**Directive**
Rewrite the rows from the line containing "Objective — one dot on each instance of the red train" through the end of the rows, requests included, and shift every coordinate in the answers by -62. Leave the pictures out of your answer.

**Object pointing dataset rows**

────────────────────

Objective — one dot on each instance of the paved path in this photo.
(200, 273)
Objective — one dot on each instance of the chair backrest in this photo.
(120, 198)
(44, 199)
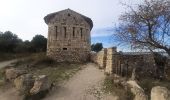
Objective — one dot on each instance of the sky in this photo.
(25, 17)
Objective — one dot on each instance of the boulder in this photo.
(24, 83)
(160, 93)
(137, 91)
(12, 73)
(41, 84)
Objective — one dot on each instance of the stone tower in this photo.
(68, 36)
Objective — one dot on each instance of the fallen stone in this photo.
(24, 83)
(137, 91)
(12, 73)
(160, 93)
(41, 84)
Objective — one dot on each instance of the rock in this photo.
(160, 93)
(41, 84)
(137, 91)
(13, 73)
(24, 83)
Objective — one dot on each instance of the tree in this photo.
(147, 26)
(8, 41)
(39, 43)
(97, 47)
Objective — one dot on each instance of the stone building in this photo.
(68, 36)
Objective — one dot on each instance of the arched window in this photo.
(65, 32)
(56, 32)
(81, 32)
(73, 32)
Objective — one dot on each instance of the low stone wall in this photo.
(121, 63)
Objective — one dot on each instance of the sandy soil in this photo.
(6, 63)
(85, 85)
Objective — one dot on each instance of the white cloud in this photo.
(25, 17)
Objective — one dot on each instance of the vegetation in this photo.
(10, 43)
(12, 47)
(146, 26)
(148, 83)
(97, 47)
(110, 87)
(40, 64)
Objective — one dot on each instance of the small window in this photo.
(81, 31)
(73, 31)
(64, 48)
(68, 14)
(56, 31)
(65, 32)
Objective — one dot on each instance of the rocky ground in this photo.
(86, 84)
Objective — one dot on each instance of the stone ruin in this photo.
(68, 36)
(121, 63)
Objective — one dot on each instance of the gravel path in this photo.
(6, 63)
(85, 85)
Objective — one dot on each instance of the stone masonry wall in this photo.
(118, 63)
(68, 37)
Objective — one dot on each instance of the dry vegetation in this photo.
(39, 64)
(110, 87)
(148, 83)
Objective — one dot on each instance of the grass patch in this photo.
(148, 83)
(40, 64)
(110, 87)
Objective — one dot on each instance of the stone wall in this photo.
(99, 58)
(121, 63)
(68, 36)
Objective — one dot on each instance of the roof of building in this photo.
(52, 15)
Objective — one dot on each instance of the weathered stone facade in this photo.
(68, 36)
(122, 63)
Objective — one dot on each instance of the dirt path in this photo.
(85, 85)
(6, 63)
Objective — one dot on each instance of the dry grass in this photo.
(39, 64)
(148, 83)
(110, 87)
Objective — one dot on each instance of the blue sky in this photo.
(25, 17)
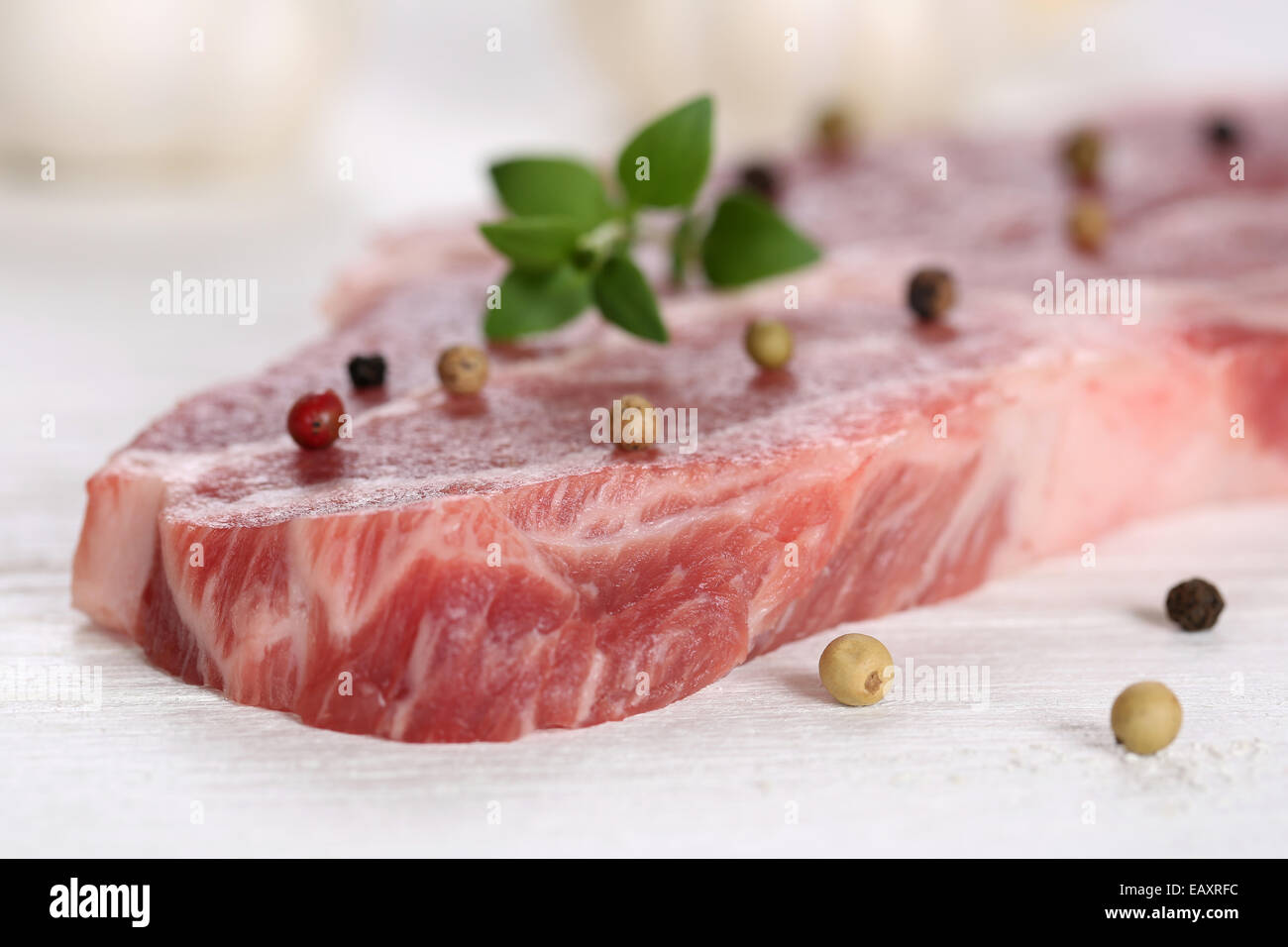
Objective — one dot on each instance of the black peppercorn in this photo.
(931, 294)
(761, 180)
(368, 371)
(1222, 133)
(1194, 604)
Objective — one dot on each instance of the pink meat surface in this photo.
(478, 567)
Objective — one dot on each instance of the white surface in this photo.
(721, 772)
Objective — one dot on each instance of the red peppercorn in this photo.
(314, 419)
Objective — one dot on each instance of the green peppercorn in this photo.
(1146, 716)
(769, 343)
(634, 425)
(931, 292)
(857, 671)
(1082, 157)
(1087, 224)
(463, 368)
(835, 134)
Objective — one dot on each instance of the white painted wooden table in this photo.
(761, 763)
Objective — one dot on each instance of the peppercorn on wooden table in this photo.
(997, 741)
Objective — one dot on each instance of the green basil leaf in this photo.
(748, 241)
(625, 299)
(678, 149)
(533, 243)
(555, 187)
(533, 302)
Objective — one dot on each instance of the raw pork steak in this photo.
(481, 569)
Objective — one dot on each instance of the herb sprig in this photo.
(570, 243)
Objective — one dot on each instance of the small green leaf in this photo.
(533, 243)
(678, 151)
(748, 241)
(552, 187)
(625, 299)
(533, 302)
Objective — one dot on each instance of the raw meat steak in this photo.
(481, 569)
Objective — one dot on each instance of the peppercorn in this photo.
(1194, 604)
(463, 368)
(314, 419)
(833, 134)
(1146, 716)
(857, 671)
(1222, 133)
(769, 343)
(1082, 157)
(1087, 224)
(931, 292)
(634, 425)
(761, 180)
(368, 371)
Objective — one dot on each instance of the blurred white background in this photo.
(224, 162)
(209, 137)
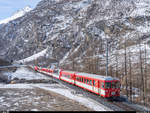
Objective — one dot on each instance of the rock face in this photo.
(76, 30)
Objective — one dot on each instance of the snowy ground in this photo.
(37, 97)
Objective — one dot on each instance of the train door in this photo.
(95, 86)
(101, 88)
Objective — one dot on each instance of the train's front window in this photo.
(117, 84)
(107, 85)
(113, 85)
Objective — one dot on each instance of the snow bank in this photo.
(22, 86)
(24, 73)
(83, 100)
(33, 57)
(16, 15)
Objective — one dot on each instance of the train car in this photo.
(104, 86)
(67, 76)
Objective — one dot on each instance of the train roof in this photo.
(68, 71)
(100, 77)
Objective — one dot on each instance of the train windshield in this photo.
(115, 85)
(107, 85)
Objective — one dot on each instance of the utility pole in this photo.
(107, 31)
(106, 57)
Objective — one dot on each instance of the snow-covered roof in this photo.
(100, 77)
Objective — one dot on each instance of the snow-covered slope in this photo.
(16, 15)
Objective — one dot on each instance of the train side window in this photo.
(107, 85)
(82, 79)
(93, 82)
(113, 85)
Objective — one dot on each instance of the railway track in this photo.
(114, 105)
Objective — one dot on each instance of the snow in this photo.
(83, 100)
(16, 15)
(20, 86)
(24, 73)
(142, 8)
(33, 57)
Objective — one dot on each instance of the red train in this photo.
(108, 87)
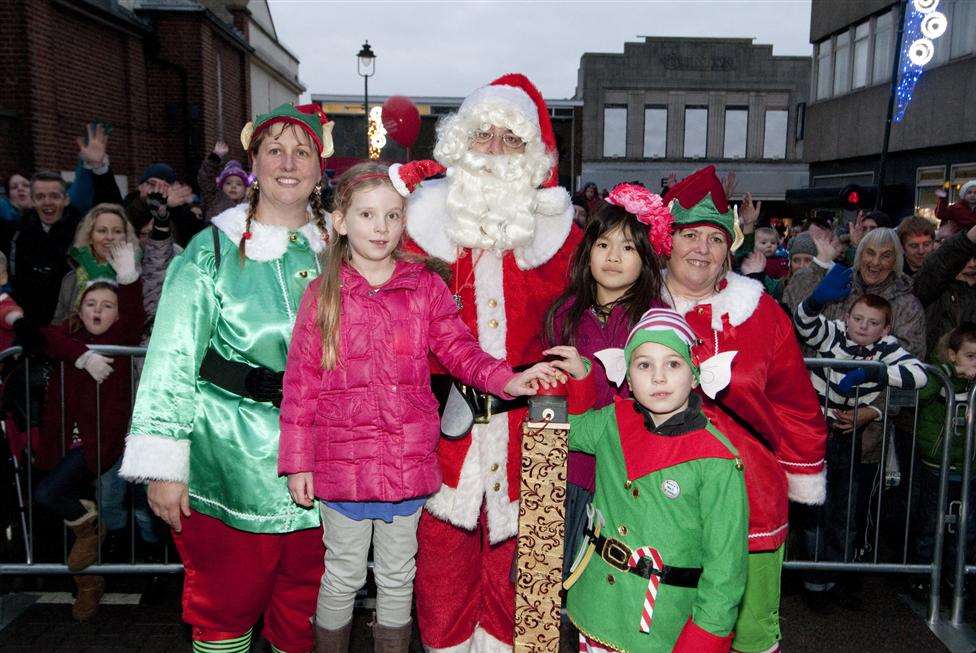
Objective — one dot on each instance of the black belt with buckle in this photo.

────────────────────

**Exercise answer**
Objective — one dot on each instance of the red train in this photo.
(46, 25)
Objective — one dot on each instance of the black belt with buckle in this photo.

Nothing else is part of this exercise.